**EXCERTO**
# # # #
Não gosta da ideia de esperar pela sua vez na fila de uma repartição das Finanças? Há sempre a possibilidade de pagar a alguém para lhe guardar o lugar.
Ser taxista usando o seu carro. Ou alugá-lo apenas. Mostrar os seus dotes culinários e hospitalidade e partilhar experiências. Optimizar o espaço da sua casa, arrendando divisões disponíveis. Trocar as coisas a que não dá utilidade por outras que lhe façam falta. Poupar tempo nas tarefas do quotidiano.
Na verdade, algumas destas ideias são tudo menos inovadoras. Quem nunca preparou um jantar para amigos, ou forneceu uma boleia num momento de necessidade? Mas a expansão destas práticas a pessoas desconhecidas pode ser vista como algo desconcertante, por exemplo, o leitor seria capaz de alugar o seu carro por um dia a um desconhecido? Pelos vistos, há quem diga que sim, este que é um dos muitos exemplos de um novo paradigma económico que tem ganho grande dimensão recentemente. A dimensão e importância já lhe valeram um termo próprio: “sharing economy”.
O suporte central deste modelo económico é, tal como o estrangeirismo sugere, a partilha. Parte-se da realidade que todos possuímos activos que não usamos no pleno das suas capacidades e que há outras pessoas que estão interessadas a usá-los. O exemplo do carro talvez seja o mais ilustrativo: a compra de um carro corresponde a um investimento considerável. No entanto, de acordo com o professor Arun Sundararajan (docente na NYU e investigador na área de “sharing economy”), só usamos o nosso carro 8% do tempo da sua vida útil. Se pensarmos nesta taxa de utilização pessoal e aliarmos a existência de alternativas de transporte nos meios urbanos (onde regra geral a maioria da população vive), talvez grande parte das pessoas só precisará de transporte privado esporadicamente. Nesse caso, o aluguer de um carro parece ser a opção economicamente mais viável.
# # # #
**DADOS DE ENTRADA**
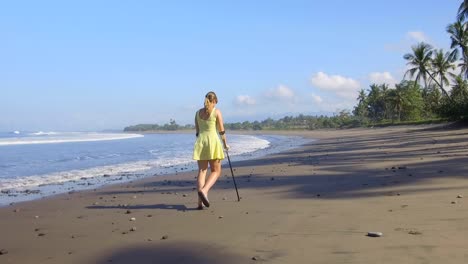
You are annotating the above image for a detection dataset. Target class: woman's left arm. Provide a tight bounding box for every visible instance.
[216,109,229,149]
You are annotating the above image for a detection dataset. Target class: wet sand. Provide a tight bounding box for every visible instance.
[0,126,468,264]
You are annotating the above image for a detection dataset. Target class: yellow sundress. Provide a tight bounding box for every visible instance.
[193,109,224,160]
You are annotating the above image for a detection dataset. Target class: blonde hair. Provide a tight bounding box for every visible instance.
[205,92,218,114]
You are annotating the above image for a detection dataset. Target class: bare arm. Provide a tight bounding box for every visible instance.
[195,111,200,137]
[216,109,228,148]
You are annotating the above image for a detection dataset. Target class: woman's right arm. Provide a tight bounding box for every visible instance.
[195,111,200,137]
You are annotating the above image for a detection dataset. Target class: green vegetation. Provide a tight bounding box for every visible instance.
[353,0,468,125]
[124,0,468,132]
[124,119,194,132]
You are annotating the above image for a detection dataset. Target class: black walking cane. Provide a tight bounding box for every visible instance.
[226,149,240,202]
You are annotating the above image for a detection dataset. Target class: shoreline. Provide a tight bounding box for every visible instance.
[0,126,468,263]
[0,132,307,208]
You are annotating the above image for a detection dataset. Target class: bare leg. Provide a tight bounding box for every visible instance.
[197,160,208,207]
[200,160,221,196]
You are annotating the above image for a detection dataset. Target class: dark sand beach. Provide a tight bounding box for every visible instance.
[0,125,468,264]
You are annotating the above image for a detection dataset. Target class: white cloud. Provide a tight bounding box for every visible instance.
[311,94,323,104]
[369,72,397,87]
[384,31,437,53]
[311,72,361,98]
[406,31,429,42]
[235,95,256,105]
[266,85,294,100]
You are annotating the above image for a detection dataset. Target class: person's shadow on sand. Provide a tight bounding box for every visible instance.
[92,241,249,264]
[86,204,198,211]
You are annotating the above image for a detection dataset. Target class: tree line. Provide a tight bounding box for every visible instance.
[353,0,468,124]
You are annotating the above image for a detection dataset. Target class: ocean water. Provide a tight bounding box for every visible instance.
[0,131,310,206]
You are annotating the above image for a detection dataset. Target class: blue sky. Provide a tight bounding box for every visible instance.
# # # #
**TAREFAS A REALIZAR**
• 1. Segundo o excerto, por que razão o aluguer de um carro parece ser a opção economicamente mais viável para grande parte das pessoas? Responda em uma a três frases.
• 2. Condense o parágrafo do excerto que começa por "O suporte central deste modelo económico", mantendo os factos principais.
• 3. Reproduza o trecho do excerto que começa nas palavras "Ser taxista usando" e termina depois de "tarefas do quotidiano.".

**RESULTADOS POR ORDEM**
• 1. Segundo o professor Arun Sundararajan, só usamos o nosso carro 8% do tempo da sua vida útil. Com as alternativas de transporte existentes nos meios urbanos, onde vive a maioria da população, grande parte das pessoas talvez só precise de transporte privado esporadicamente. Nesse caso, alugar compensa mais do que comprar um carro, que é um investimento considerável.

• 2. O modelo assenta na partilha: todos possuímos activos subutilizados que outras pessoas querem usar. O carro é o exemplo mais ilustrativo. A sua compra é um investimento considerável, mas, segundo o professor Arun Sundararajan (NYU), só o usamos 8% do tempo da sua vida útil. Nos meios urbanos há alternativas de transporte, pelo que muitos só precisarão de transporte privado esporadicamente, e então o aluguer parece a opção economicamente mais viável.

• 3.
Ser taxista usando o seu carro. Ou alugá-lo apenas. Mostrar os seus dotes culinários e hospitalidade e partilhar experiências. Optimizar o espaço da sua casa, arrendando divisões disponíveis. Trocar as coisas a que não dá utilidade por outras que lhe façam falta. Poupar tempo nas tarefas do quotidiano.